YOUR INSTRUCTIONS:
Please sift the entries below and copy out every line that contains the word "water".

EXERCISE MATERIAL:
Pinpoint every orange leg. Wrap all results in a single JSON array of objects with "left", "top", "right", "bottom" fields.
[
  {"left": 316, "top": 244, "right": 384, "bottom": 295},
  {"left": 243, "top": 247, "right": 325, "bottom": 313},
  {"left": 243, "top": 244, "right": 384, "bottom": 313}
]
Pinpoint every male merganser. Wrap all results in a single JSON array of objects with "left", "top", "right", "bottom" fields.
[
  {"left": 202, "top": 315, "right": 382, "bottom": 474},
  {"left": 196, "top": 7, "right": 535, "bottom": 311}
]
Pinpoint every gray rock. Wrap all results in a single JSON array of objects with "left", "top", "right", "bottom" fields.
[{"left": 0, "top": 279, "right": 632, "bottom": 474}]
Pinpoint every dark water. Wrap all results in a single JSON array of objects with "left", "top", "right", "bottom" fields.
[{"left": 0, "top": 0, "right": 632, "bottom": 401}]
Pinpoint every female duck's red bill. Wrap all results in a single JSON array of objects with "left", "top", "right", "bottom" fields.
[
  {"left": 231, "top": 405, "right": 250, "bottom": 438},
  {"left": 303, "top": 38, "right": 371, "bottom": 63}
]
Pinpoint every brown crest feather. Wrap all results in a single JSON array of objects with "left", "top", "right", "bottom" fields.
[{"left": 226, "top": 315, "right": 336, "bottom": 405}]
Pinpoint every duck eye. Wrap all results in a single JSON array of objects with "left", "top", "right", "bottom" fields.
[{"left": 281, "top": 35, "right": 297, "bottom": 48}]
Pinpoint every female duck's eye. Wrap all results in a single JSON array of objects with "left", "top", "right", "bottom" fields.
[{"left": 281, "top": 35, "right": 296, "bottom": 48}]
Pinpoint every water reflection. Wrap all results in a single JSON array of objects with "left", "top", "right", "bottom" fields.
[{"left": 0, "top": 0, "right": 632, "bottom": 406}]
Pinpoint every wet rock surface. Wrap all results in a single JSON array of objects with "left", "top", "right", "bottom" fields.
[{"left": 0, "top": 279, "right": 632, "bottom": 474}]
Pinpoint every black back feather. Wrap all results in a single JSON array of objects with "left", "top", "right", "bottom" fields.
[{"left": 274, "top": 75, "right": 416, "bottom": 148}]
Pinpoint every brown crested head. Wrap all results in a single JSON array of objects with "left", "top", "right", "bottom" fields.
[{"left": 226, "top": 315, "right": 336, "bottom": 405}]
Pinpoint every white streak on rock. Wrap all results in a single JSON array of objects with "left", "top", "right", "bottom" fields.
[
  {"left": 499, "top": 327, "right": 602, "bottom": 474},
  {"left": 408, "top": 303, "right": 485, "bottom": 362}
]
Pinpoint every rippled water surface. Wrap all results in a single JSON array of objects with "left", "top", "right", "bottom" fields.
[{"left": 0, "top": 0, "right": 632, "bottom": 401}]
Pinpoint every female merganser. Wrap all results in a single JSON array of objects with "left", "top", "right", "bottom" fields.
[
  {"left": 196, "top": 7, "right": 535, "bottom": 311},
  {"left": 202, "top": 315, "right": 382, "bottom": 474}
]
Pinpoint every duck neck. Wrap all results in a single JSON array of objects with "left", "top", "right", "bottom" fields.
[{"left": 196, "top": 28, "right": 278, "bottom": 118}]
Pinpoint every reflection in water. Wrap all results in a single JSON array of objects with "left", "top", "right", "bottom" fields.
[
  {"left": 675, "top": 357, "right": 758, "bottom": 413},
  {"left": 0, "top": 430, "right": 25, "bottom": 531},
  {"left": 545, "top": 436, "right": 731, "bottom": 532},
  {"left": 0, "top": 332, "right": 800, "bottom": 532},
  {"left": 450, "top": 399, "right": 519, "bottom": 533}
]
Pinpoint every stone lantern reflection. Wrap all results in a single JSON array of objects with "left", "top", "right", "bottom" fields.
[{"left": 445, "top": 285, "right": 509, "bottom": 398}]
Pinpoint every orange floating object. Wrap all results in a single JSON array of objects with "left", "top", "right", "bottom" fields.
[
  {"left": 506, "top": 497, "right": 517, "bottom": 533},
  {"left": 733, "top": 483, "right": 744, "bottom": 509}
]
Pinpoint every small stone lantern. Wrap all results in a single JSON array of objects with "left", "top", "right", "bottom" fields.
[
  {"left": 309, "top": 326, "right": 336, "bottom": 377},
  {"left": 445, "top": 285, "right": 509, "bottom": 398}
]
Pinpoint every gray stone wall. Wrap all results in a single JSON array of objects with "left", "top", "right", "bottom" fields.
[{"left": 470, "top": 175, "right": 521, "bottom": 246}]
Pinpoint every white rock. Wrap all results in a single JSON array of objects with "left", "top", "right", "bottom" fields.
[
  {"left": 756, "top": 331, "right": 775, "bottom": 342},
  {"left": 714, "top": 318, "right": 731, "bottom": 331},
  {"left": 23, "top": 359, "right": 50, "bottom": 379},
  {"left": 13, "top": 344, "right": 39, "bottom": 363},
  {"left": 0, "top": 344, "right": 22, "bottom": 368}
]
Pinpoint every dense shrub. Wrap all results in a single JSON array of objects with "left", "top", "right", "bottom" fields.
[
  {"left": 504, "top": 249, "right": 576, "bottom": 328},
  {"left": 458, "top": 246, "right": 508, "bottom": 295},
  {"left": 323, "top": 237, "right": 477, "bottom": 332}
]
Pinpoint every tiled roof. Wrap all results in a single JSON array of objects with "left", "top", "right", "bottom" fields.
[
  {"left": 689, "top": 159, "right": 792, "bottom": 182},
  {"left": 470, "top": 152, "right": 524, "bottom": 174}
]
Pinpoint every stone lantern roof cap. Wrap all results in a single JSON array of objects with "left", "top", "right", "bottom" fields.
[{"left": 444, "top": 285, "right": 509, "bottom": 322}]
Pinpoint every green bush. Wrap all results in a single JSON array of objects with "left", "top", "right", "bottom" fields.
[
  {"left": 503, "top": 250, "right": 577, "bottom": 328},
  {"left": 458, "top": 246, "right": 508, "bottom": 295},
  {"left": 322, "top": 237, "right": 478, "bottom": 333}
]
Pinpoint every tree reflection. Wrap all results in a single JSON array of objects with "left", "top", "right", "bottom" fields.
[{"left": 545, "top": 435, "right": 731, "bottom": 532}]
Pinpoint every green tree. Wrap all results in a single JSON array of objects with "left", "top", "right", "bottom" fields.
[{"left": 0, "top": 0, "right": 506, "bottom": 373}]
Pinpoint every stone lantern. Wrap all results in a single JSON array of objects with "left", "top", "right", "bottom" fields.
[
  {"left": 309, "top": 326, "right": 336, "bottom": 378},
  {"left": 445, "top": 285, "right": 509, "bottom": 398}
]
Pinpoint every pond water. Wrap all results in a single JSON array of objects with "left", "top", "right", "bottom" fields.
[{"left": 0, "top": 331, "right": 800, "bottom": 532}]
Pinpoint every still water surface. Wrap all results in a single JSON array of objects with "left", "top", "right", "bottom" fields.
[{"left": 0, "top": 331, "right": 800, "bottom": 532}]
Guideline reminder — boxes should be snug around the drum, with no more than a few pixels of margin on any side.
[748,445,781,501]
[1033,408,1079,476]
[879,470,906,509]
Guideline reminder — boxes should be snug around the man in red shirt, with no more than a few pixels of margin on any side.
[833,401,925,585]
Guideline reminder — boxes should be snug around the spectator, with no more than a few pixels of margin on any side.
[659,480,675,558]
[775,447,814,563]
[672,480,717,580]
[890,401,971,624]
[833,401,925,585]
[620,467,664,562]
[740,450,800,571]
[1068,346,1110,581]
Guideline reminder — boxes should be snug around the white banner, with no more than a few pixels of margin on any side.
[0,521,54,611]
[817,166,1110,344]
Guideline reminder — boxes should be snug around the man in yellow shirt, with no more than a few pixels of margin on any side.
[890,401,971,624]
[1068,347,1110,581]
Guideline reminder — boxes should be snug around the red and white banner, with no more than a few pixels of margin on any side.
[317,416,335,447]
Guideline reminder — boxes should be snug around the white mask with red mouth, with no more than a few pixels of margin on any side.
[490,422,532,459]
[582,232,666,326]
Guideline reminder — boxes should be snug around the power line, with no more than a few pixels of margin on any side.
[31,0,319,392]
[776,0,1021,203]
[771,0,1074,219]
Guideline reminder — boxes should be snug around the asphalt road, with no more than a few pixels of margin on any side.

EXERCISE RESPONSE:
Pinpoint every dark water. Wrap all results in a single JSON array of objects with "left", "top", "right", "bottom" fields.
Pinpoint every water reflection. Wrap all results in a single JSON array of objects with "left", "top", "right", "bottom" fields.
Pinpoint every rippled water surface. Wrap all results in a single JSON array of objects with "left", "top", "right", "bottom" fields.
Pinpoint every reflection in water. Wrap all results in a single JSON array of objects with "left", "top", "right", "bottom" fields.
Pinpoint every pond water. Wrap all results in a single JSON array of objects with "left", "top", "right", "bottom" fields.
Pinpoint every still water surface. Wrap all results in a single JSON array of objects with "left", "top", "right", "bottom" fields.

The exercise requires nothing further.